SOURCE TEXT =
.....

JCS: I think Joel’s right that it’s just the culture that surrounds the town. It keeps it stagnant in the sense of talking about race, especially. The discourse is the same that it was a long time ago. Saying things like, “Black people need their own community and if they don’t have their community they feel lonely” — having these excuses on why black people don’t live in this town. The culture hasn’t had this sort of interaction with people of color, black people especially. That’s something that showed up in a lot of the interviews.
Based on what you know about Charles Moore, how much of is advocacy and activism included serving as an ally to the LGBT community? JCS: He advocated quite a bit for the LGBTQ+ community in a few different ways that don’t always show up in the film. I guess I’ll first say that the film is looking at Charles Moore’s death, but it’s also a biography of Grand Saline in some capacity. We really focus on Moore’s impact on Grand Saline and his racial views. Some does focus on his other advocacy but not too much in the film because it could’ve sprawled into a two or three-hour documentary. But he went on a multiple week fast in the early to mid-1990s to protest the Methodist church on their stance on having gay and lesbian bishops in the church. He was in Austin at the time. This was when there was a national Methodist meeting there. He got the church to agree not to exclude people from the church because of their sexuality. Also, he was pondering self-immolation for a few years. He almost self-immolated on the Southern Methodist University campus in protest of how gay and lesbian people were treated on campus. He drove to SMU and wrote a letter that’s part of his archives, talking about almost doing it, but he just couldn’t move himself to do it. I think that LGBTQ rights were very important to Moore’s ministry and advocacy. He really almost gave up his life in protest of SMU’s handling of these issues.

.....

DATASET =

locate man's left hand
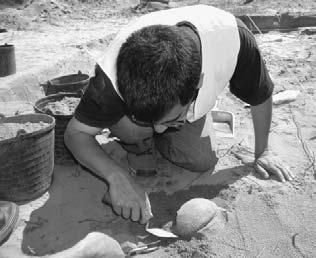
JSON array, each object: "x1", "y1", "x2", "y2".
[{"x1": 254, "y1": 150, "x2": 294, "y2": 182}]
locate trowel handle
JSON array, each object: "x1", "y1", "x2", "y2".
[{"x1": 102, "y1": 191, "x2": 112, "y2": 206}]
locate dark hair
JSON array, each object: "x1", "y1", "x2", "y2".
[{"x1": 116, "y1": 25, "x2": 201, "y2": 122}]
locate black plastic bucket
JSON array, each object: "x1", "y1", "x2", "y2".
[
  {"x1": 44, "y1": 71, "x2": 89, "y2": 95},
  {"x1": 0, "y1": 44, "x2": 16, "y2": 77}
]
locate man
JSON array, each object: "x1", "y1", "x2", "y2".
[{"x1": 65, "y1": 5, "x2": 292, "y2": 223}]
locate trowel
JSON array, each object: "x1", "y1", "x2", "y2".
[{"x1": 102, "y1": 192, "x2": 178, "y2": 238}]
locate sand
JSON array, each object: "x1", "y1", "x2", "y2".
[
  {"x1": 0, "y1": 0, "x2": 316, "y2": 258},
  {"x1": 0, "y1": 122, "x2": 49, "y2": 141},
  {"x1": 43, "y1": 97, "x2": 80, "y2": 115}
]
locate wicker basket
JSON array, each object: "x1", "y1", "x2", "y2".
[
  {"x1": 34, "y1": 93, "x2": 81, "y2": 165},
  {"x1": 0, "y1": 114, "x2": 55, "y2": 202}
]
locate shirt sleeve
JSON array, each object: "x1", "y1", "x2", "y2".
[
  {"x1": 230, "y1": 20, "x2": 274, "y2": 106},
  {"x1": 74, "y1": 65, "x2": 125, "y2": 128}
]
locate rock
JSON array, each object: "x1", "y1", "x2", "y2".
[
  {"x1": 121, "y1": 241, "x2": 137, "y2": 254},
  {"x1": 146, "y1": 2, "x2": 169, "y2": 12},
  {"x1": 174, "y1": 198, "x2": 220, "y2": 238},
  {"x1": 140, "y1": 0, "x2": 169, "y2": 4}
]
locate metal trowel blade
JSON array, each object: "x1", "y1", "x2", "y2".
[{"x1": 146, "y1": 228, "x2": 178, "y2": 238}]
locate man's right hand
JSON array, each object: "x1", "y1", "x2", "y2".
[{"x1": 109, "y1": 173, "x2": 153, "y2": 224}]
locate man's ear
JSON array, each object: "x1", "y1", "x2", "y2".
[{"x1": 196, "y1": 73, "x2": 204, "y2": 89}]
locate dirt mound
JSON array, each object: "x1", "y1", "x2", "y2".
[
  {"x1": 43, "y1": 97, "x2": 80, "y2": 115},
  {"x1": 0, "y1": 122, "x2": 49, "y2": 141}
]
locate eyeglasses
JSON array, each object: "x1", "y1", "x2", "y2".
[{"x1": 129, "y1": 115, "x2": 186, "y2": 128}]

.....

WORK TO DO = Reproduce the passage of the Charles Moore interview above, starting with "JCS: I think" and going on through "of the interviews.".

REPLY =
JCS: I think Joel’s right that it’s just the culture that surrounds the town. It keeps it stagnant in the sense of talking about race, especially. The discourse is the same that it was a long time ago. Saying things like, “Black people need their own community and if they don’t have their community they feel lonely” — having these excuses on why black people don’t live in this town. The culture hasn’t had this sort of interaction with people of color, black people especially. That’s something that showed up in a lot of the interviews.